═════ Verilen metin

Gümrük vergileri alacakları ile cezaların, 5607 sayılı Kanunun 3 üncü
maddesinde yer alan kaçakçılık suçlarına ve kabahatlerine ilişkin olması
halinde bu madde hükmü uygulanmaz.
3. Bu
madde kapsamında yapılan uzlaşma talepleri, gümrük uzlaşma komisyonları
tarafından değerlendirilir. Gümrük uzlaşma komisyonlarının kurulması,
çalışması ile bu madde kapsamında yapılacak başvurulara ilişkin usul ve
esaslar yönetmelikle düzenlenir.
4.
Gümrük uzlaşma komisyonlarının tutacakları uzlaşma tutanakları kesin olup
gereği idarece derhal yerine getirilir. Yükümlü veya ceza muhatabı;
üzerinde uzlaşılan ve tutanakla tespit olunan hususlar hakkında dava açamaz
ve hiçbir mercie şikâyette bulunamaz.
5.
Uzlaşma konusu yapılan gümrük vergileri ve cezalar, uzlaşma gerçekleştiği
takdirde, uzlaşma tutanağının tebliğinden itibaren bir ay içinde ödenir.
Uzlaşılan vergilerin alınması gerektiği tarihten itibaren uzlaşma
tutanağının imzalandığı tarihe kadar geçen süre için 6183 sayılı Kanun
hükümlerine göre belirlenen gecikme zammı oranında gecikme faizi uygulanır.
Uzlaşmanın vaki olmaması veya temin edilememesi halinde, genel hükümlere
göre işlem yapılır.
6. Bu
madde uyarınca üzerinde uzlaşılan cezalar hakkında 30/3/2005 tarihli ve
5326 sayılı Kabahatler Kanununun 17 nci maddesi uyarınca ayrıca peşin ödeme
indiriminden yararlanılamaz.”
MADDE
138- 25/1/2006 tarihli ve 5449
sayılı Kalkınma Ajanslarının Kuruluşu, Koordinasyonu ve Görevleri Hakkında
Kanuna aşağıdaki geçici madde eklenmiştir.
“GEÇİCİ
MADDE 5- Bu Kanunun 20 nci maddesinin son fıkrası 2013 bütçe yılına kadar
uygulanmaz.”

══════════

Yapılacaklar:
(A) Kanun metnine göre uzlaşma konusu yapılan gümrük vergileri ve cezalar, uzlaşma gerçekleşirse ne kadar süre içinde ödenir?
(B) Lütfen kanun metnini kaldığı yerden sürdürün.

═════ Sağlanan malzeme

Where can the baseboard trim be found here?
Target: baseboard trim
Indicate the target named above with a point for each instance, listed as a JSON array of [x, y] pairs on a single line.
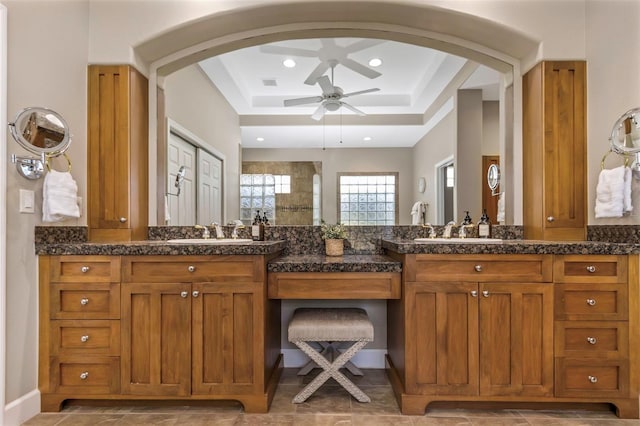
[[22, 409], [366, 358]]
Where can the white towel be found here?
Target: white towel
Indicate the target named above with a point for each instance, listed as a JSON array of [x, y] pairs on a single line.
[[416, 212], [613, 193], [59, 197]]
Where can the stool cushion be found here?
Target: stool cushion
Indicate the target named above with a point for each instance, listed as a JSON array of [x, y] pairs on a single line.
[[330, 325]]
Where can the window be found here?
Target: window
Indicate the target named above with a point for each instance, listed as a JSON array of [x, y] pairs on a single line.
[[367, 198], [283, 184]]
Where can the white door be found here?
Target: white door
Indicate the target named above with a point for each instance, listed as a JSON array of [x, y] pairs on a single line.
[[182, 208], [209, 188]]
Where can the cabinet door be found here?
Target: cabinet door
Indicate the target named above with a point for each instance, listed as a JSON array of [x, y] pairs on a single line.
[[227, 331], [516, 339], [156, 339], [441, 338]]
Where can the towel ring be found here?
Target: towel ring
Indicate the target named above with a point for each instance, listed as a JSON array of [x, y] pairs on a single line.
[[604, 157], [64, 154]]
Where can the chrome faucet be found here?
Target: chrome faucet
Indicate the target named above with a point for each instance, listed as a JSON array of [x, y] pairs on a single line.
[[219, 231], [431, 233], [447, 229], [205, 231]]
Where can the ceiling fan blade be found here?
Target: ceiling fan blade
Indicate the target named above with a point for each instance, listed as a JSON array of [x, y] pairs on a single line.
[[283, 50], [359, 68], [356, 110], [303, 101], [360, 92], [316, 73], [325, 84], [319, 113]]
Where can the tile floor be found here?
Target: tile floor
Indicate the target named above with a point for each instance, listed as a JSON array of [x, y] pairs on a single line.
[[330, 405]]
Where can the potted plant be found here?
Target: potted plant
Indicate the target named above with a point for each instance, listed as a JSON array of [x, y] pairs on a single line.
[[334, 236]]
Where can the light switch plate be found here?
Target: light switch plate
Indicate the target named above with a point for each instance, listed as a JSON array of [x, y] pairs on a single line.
[[27, 201]]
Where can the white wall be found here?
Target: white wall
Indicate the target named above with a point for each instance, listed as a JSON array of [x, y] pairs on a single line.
[[198, 106], [349, 160]]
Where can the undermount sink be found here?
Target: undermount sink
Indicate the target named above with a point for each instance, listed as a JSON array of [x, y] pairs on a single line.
[[459, 240], [210, 241]]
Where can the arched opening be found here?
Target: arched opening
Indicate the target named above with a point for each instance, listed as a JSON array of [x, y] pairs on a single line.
[[483, 41]]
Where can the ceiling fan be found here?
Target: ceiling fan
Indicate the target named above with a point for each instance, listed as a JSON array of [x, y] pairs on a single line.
[[330, 54], [331, 99]]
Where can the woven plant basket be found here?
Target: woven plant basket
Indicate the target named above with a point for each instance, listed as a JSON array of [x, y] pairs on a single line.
[[334, 247]]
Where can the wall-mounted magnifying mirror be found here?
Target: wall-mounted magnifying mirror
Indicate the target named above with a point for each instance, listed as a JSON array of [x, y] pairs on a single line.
[[625, 135], [493, 178], [40, 131]]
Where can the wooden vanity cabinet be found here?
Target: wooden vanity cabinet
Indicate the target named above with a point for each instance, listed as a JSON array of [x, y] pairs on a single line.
[[117, 153], [555, 151]]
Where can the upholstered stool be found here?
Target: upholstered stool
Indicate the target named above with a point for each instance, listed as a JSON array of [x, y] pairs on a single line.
[[330, 325]]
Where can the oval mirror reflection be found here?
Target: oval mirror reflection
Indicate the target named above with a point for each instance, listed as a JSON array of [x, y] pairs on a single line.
[[41, 130]]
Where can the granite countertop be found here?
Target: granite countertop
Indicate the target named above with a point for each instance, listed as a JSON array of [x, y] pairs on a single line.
[[511, 247], [159, 247], [347, 263]]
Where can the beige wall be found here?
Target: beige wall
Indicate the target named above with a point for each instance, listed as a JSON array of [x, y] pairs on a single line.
[[47, 66]]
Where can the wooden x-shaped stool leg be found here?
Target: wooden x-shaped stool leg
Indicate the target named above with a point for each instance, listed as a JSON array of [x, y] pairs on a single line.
[[330, 370]]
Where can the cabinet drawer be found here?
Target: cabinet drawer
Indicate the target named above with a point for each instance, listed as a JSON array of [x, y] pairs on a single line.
[[587, 302], [85, 269], [590, 378], [480, 268], [85, 375], [590, 269], [85, 337], [85, 301], [600, 339], [193, 268]]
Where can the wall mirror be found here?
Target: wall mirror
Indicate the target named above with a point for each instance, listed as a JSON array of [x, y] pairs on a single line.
[[282, 132], [40, 131]]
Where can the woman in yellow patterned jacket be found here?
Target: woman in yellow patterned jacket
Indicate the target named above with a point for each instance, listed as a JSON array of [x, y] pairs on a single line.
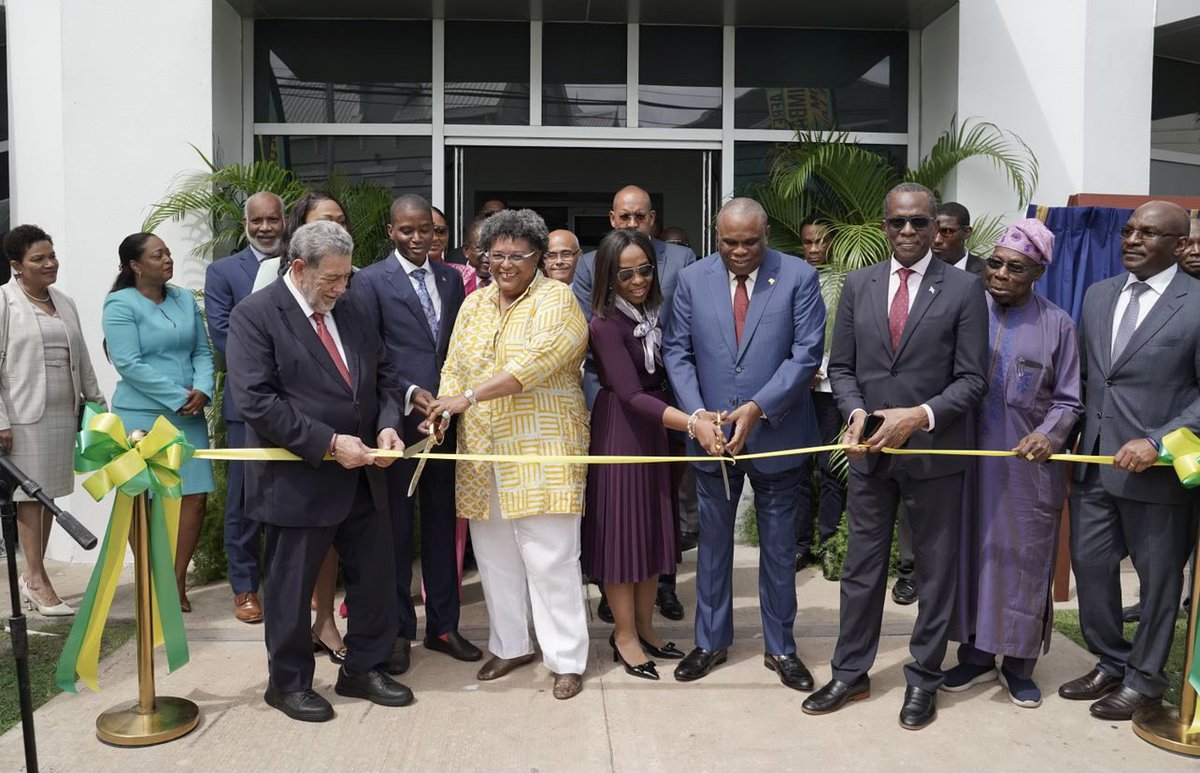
[[513, 371]]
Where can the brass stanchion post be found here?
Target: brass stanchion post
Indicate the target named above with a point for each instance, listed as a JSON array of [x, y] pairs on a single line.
[[153, 718], [1162, 725]]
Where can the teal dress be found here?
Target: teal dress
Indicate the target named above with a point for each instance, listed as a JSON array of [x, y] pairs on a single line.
[[160, 351]]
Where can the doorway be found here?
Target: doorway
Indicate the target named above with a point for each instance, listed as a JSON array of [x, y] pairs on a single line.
[[573, 187]]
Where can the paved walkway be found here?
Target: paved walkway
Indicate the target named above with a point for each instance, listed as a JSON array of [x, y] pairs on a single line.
[[737, 719]]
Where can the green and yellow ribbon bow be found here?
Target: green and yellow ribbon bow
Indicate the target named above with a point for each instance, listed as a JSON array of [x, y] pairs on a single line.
[[151, 466], [1181, 449]]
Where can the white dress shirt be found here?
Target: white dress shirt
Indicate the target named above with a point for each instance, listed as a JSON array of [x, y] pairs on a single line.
[[1146, 301], [431, 283], [918, 274], [307, 312], [733, 283]]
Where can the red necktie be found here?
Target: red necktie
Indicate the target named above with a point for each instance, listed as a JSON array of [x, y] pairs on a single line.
[[328, 340], [741, 304], [899, 312]]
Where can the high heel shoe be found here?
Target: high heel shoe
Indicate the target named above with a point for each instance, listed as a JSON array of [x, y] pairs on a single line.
[[59, 610], [336, 655], [646, 671], [667, 651]]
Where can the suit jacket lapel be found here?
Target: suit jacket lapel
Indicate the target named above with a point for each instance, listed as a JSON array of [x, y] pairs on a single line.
[[1164, 309], [877, 300], [763, 288], [930, 287], [403, 287], [719, 286], [306, 335]]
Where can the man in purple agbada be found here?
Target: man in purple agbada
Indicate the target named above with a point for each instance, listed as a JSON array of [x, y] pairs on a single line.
[[1032, 405]]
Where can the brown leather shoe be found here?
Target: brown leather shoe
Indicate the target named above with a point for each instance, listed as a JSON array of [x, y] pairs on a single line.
[[1121, 705], [247, 609], [568, 685], [496, 667], [1090, 687]]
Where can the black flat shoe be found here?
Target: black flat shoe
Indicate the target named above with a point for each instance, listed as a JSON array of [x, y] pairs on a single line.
[[646, 671], [303, 705], [336, 655], [667, 651], [837, 694], [699, 663], [919, 708]]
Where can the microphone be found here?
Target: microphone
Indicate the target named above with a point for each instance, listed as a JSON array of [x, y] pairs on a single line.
[[70, 525]]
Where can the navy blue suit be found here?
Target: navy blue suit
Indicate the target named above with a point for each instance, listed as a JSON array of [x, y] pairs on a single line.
[[780, 352], [292, 395], [226, 283], [395, 311]]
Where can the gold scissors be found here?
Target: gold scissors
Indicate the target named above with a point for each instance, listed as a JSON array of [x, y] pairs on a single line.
[[423, 449]]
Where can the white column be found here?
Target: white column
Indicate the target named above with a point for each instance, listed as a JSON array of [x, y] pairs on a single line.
[[105, 100], [1073, 78]]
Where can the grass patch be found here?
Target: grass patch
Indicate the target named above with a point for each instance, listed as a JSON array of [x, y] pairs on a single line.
[[43, 659], [1066, 622]]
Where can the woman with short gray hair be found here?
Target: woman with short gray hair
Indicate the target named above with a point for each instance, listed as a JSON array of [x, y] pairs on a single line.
[[513, 371]]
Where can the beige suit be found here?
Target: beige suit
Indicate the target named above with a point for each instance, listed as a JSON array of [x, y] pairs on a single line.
[[23, 367]]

══════════

Çözülmüş görevler:
(A) Uzlaşma tutanağının tebliğinden itibaren bir ay içinde ödenir.

(B)
MADDE
139- 22/5/2007 tarihli ve 5664
sayılı Konut Edindirme Yardımı Hak Sahiplerine Ödeme Yapılmasına Dair
Kanunun 4 üncü maddesinin üçüncü fıkrasının sonuna aşağıdaki cümle
eklenmiştir.
“Bu
fıkrada tanımlanan hak sahiplerine EGYO tarafından ödenen kâr paylarının
EGYO’nun yükümlülüğünü aşan kısmı, Hazine Müsteşarlığınca incelenmesini
müteakip düzenlenecek rapora istinaden Hazine tarafından EGYO’ya ödenir.”
MADDE
140- 27/12/2006 tarihli ve 5570
sayılı Kamu Sermayeli Bankalar Tarafından Yürütülen Faiz Destekli Kredi
Kullandırılmasına Dair Kanunun 1 inci maddesinin ikinci fıkrasında yer alan
“avans olarak” ibaresi madde metninden çıkarılmış ve maddeye aşağıdaki
fıkralar eklenmiştir.
“(3)
15/11/2000 tarihli ve 4603 sayılı Kanun ile bu Kanuna istinaden T.C. Ziraat
Bankası A.Ş.’ye, ödemeleri T.C. Ziraat Bankası A.Ş. kanalıyla yapılmak
üzere tarım kredi kooperatiflerine ve Türkiye Halk Bankası A.Ş.’ye yürürlükte
bulunan ve/veya müteakip yıllar içinde yürürlüğe konulacak olan Bakanlar
Kurulu kararları uyarınca verilen görevler nedeniyle doğan ve bankalar ile
tarım kredi kooperatifleri kayıtlarına göre gerçekleşen gelir kayıpları ve
görev zararları, bankalar ve tarım kredi kooperatifleri tarafından
yapılacak ödeme talebine istinaden, ilgili mevzuatında belirlenen usul ve
esaslar kapsamında Hazine Müsteşarlığı bütçesinde yer alan ilgili harcama
tertiplerinden gider kaydedilerek ödenir. Bu ödemeler, 10/12/2003 tarihli
ve 5018 sayılı Kamu Malî Yönetimi ve Kontrol Kanununun 35 inci maddesi
hükümlerine tabi değildir.
(4)
Yapılan ödemeler yıllık bazda Hazine Müsteşarlığınca incelenir. İncelemeler
sonucunda düzenlenen raporlarda; hesaplanan tutar ile Hazine Müsteşarlığı
bütçesinden yapılmış bulunan ödemeler arasında fark bulunduğunun tespit
edilmesi halinde taraflar yükümlülüklerini faizsiz olarak yerine getirir.”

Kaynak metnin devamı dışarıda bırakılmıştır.